*** Opening of Material provided ***
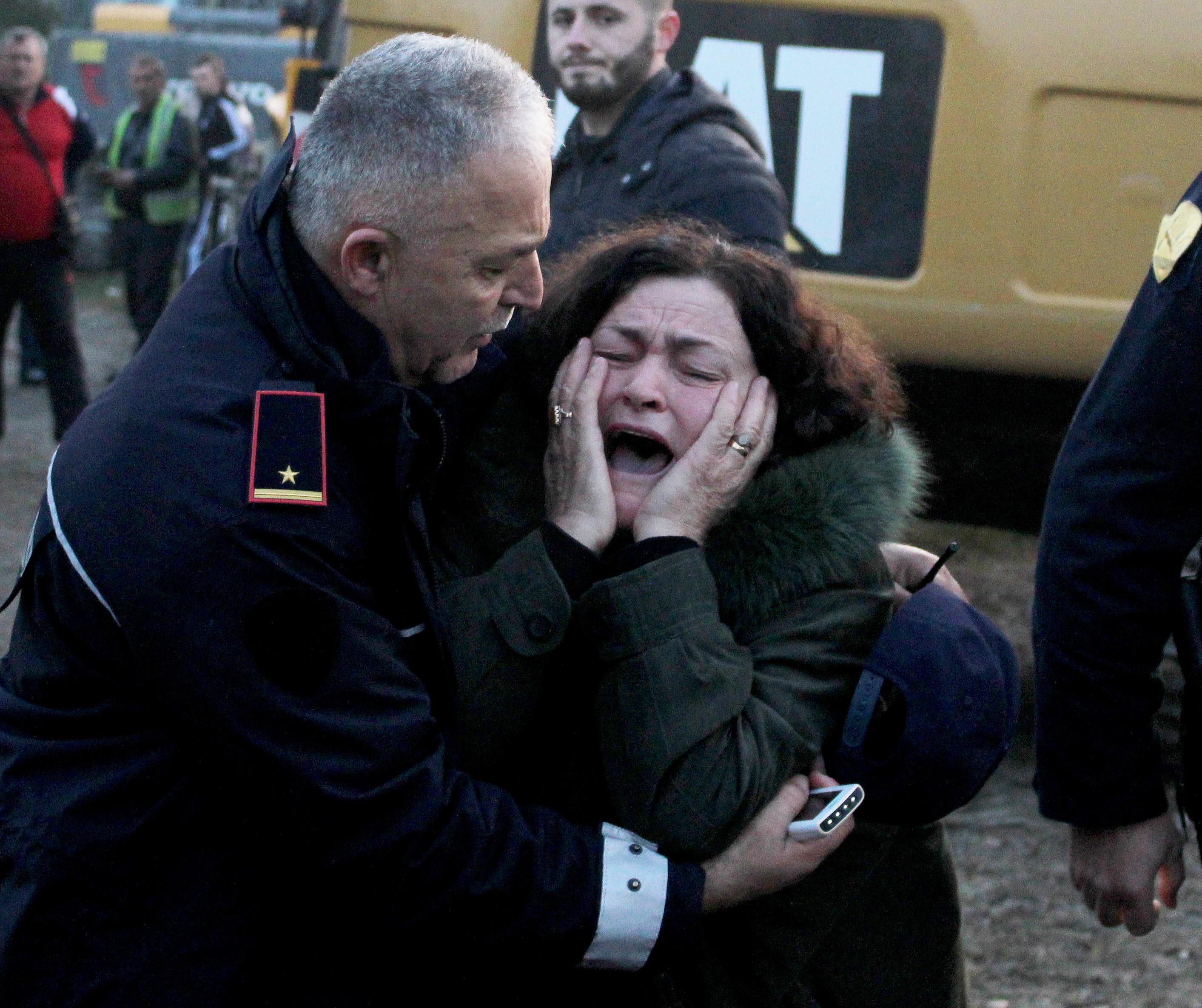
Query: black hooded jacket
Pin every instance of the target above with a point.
(229, 769)
(678, 148)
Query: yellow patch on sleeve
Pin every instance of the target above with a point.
(1177, 233)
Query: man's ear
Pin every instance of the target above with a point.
(365, 261)
(667, 28)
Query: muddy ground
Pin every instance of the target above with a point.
(1029, 941)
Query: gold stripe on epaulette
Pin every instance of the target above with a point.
(287, 495)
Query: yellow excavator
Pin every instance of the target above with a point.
(980, 182)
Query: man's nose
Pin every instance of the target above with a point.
(577, 37)
(524, 289)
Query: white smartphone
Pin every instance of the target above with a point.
(825, 809)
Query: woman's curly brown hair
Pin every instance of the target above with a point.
(829, 376)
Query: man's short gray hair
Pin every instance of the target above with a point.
(21, 34)
(401, 122)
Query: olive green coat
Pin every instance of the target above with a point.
(713, 675)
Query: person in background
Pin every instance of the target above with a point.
(1123, 512)
(224, 133)
(153, 190)
(648, 140)
(43, 139)
(229, 758)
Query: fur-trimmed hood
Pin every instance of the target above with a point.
(808, 523)
(813, 522)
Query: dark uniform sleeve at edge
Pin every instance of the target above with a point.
(713, 175)
(682, 915)
(1123, 510)
(357, 771)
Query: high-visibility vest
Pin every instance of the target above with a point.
(165, 206)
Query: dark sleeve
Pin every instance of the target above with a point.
(698, 731)
(178, 159)
(1123, 510)
(578, 567)
(712, 174)
(83, 143)
(354, 766)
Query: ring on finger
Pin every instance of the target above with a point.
(741, 444)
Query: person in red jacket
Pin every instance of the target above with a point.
(35, 268)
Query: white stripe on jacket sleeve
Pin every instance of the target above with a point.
(634, 893)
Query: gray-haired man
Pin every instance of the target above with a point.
(226, 738)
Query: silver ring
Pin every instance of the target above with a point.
(741, 444)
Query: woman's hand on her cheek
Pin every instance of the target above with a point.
(709, 478)
(580, 498)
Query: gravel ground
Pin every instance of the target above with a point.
(1029, 941)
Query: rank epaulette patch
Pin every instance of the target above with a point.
(288, 449)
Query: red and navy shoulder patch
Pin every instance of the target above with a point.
(288, 447)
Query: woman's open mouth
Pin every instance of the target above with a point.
(640, 455)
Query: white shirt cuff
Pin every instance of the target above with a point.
(634, 891)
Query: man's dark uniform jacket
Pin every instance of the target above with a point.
(1123, 511)
(678, 148)
(228, 766)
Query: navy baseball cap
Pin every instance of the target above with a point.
(933, 714)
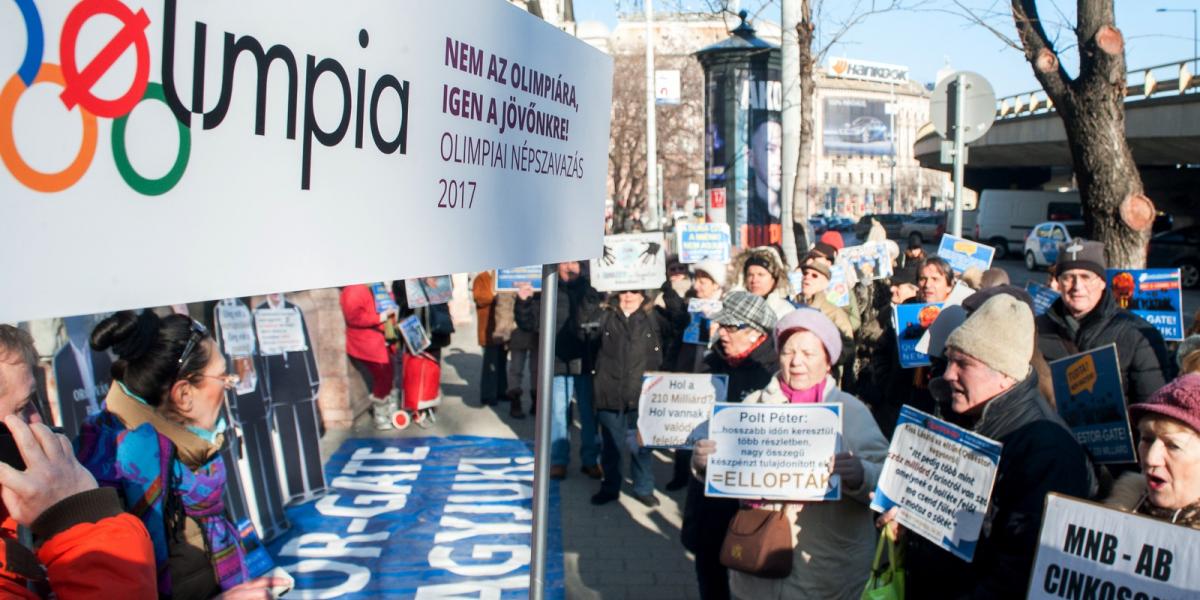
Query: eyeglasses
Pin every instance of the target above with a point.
(198, 333)
(228, 381)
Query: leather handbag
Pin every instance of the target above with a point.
(759, 543)
(887, 582)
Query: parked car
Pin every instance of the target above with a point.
(1177, 249)
(927, 228)
(1044, 241)
(1006, 216)
(891, 222)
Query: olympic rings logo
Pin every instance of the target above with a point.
(77, 94)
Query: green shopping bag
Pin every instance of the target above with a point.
(886, 583)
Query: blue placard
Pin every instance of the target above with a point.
(423, 517)
(507, 280)
(1153, 294)
(1090, 397)
(1043, 297)
(911, 322)
(964, 255)
(703, 241)
(384, 301)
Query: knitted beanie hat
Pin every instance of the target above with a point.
(1000, 335)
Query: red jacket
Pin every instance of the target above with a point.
(364, 334)
(93, 549)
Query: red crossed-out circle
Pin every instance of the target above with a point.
(79, 83)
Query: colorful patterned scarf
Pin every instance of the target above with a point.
(142, 463)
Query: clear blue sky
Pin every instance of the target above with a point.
(923, 40)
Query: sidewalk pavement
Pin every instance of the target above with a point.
(618, 551)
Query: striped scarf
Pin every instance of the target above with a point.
(142, 463)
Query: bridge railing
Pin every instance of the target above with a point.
(1168, 79)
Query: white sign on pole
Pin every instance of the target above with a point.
(631, 261)
(666, 87)
(673, 406)
(363, 135)
(1109, 553)
(940, 475)
(774, 451)
(280, 330)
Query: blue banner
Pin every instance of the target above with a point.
(1153, 294)
(1043, 297)
(911, 322)
(703, 241)
(507, 280)
(1090, 397)
(384, 301)
(421, 517)
(964, 255)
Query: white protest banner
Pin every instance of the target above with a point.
(280, 330)
(377, 141)
(631, 261)
(1089, 551)
(429, 291)
(941, 477)
(237, 328)
(672, 406)
(774, 451)
(963, 255)
(703, 241)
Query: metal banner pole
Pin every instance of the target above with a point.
(541, 430)
(960, 100)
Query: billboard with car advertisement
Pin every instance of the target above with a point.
(857, 126)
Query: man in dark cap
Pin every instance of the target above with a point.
(1086, 317)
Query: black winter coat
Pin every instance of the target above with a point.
(577, 324)
(1039, 456)
(1145, 364)
(629, 347)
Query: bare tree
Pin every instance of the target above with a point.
(1091, 105)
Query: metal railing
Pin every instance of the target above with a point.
(1168, 79)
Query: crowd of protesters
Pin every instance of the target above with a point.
(784, 343)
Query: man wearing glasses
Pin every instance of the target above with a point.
(90, 547)
(1086, 317)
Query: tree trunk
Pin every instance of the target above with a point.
(1091, 106)
(801, 199)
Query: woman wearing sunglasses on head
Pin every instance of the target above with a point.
(156, 441)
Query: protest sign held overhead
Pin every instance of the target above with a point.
(911, 323)
(964, 255)
(774, 451)
(870, 261)
(1153, 294)
(635, 261)
(1090, 396)
(399, 135)
(1089, 551)
(673, 406)
(703, 241)
(940, 475)
(509, 280)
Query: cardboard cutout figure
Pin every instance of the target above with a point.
(82, 376)
(291, 383)
(251, 417)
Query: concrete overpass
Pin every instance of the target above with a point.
(1162, 126)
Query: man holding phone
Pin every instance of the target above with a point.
(89, 546)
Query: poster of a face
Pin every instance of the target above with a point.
(857, 126)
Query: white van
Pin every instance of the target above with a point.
(1006, 216)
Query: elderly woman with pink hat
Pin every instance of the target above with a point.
(1168, 425)
(834, 541)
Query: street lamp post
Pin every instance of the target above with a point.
(1195, 33)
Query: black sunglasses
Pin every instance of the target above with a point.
(198, 333)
*** Close of Material provided ***
» **Work to complete**
Copy back exactly the lines above from the one containing "Query: navy baseball cap" through the one containing "Query: parked car", and leave every picture behind.

» **Written response**
Query: navy baseball cap
Pin every instance of the target above with a point.
(933, 714)
Query: eyeglasses
Pin every instance of the target above with a point.
(198, 333)
(228, 381)
Query: leather handbag
Pin every instance of the target above with a point.
(759, 543)
(887, 582)
Query: parked car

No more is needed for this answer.